WAIS ist die Abkürzung für Wide Area Information Server und die Bezeichnung für ein elektronisches Recherchesystem, mit dem Datenbestände auf Datenbanksysteme über eine einheitliche Schnittstelle über das Internet durchsucht werden können. Im Gegensatz zu anderen Diensten oder auch zu Archie war WAIS eine kommerzielle Entwicklung.

Ausgesprochen wird der Begriff WAIS in der englischen Sprache genauso wie "Ways" (Wege). Deshalb waren es geflügelte Worte, WAIS als Dienst zu bezeichnen, der "neue Wege" in bestehenden Datenbeständen aufzeigen konnte.

Geschichtliches

Entwickelt wurde WAIS von Brewster Kahle ab 1989 während seiner Anstellung bei einem amerikanischen Unternehmen namens Thinking Machine, einem Hersteller von Parallelcomputern. Im Rahmen seiner Anstellung und auch seinen Interessen an der Künstlichen Intelligenz entwickelte er Suchmaschinen und Indizierungssysteme, mit denen große Datenbestände archiviert und durchsuchbar gehalten werden konnten. Ein frühes Projekt in dieser Art war die Indizierung des Dow Jones News Services, einer Datenbanksammlung von vielen Artikelarchiven mit wirtschaftlichem Hintergrund. Angedacht war, daraus ein kommerzielles Rechercheprojekt zu entwickeln, dass es einem Kunden ermöglicht, für Geld in einem Datenbestand zu recherchieren.

┄┄┄┄┄┄┄┄┄┄┄┄┄┄┄┄┄┄┄┄

_Gestellte Aufgabe_
Kopiere aus dem Text über WAIS wörtlich den Abschnitt, der bei den Worten „Entwickelt wurde WAIS“ beginnt; hör nach den Worten „Datenbestand zu recherchieren.“ auf. Die Datensätze sind eigenständiges Material und haben mit dem Text über WAIS nichts zu tun.

┄┄┄┄┄┄┄┄┄┄┄┄┄┄┄┄┄┄┄┄

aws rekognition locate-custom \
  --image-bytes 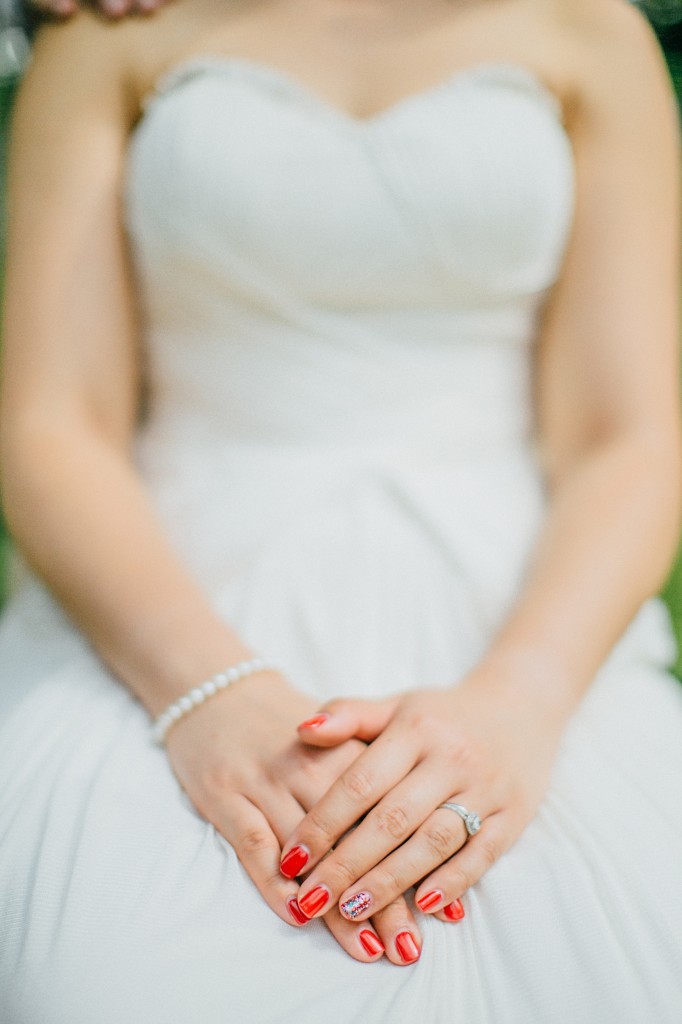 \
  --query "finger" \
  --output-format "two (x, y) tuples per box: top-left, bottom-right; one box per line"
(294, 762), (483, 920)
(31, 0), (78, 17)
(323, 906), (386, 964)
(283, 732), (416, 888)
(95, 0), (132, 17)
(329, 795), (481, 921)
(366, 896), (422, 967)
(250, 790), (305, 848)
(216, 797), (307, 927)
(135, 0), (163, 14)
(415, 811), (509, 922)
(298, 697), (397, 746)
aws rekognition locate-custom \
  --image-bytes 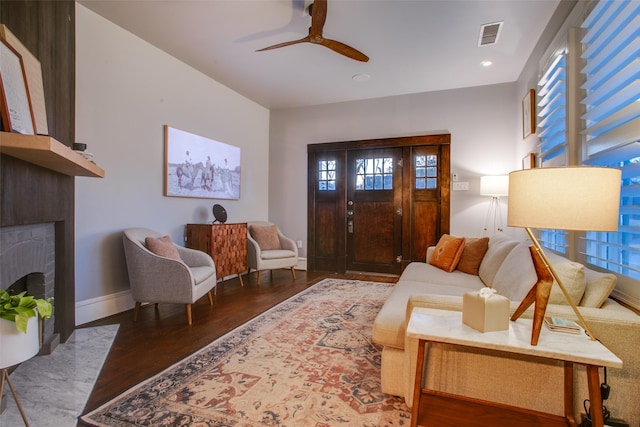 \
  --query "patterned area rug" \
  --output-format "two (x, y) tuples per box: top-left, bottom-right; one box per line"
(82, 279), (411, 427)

┄┄┄┄┄┄┄┄┄┄┄┄┄┄┄┄┄┄┄┄

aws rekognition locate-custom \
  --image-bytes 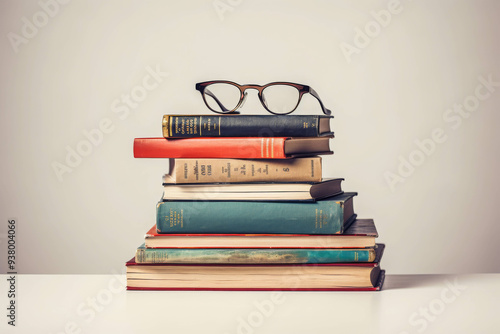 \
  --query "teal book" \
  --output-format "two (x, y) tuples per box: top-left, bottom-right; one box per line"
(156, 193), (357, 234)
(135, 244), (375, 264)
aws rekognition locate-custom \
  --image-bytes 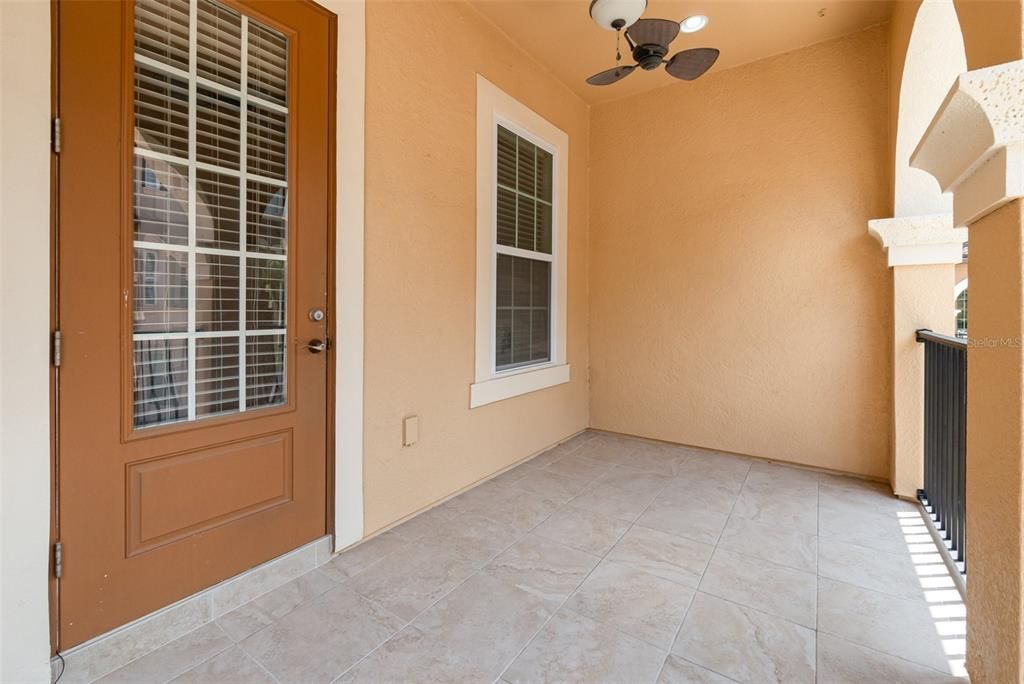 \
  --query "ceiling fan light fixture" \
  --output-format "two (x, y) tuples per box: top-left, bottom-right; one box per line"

┄┄┄┄┄┄┄┄┄┄┄┄┄┄┄┄┄┄┄┄

_Lösung_
Entwickelt wurde WAIS von Brewster Kahle ab 1989 während seiner Anstellung bei einem amerikanischen Unternehmen namens Thinking Machine, einem Hersteller von Parallelcomputern. Im Rahmen seiner Anstellung und auch seinen Interessen an der Künstlichen Intelligenz entwickelte er Suchmaschinen und Indizierungssysteme, mit denen große Datenbestände archiviert und durchsuchbar gehalten werden konnten. Ein frühes Projekt in dieser Art war die Indizierung des Dow Jones News Services, einer Datenbanksammlung von vielen Artikelarchiven mit wirtschaftlichem Hintergrund. Angedacht war, daraus ein kommerzielles Rechercheprojekt zu entwickeln, dass es einem Kunden ermöglicht, für Geld in einem Datenbestand zu recherchieren.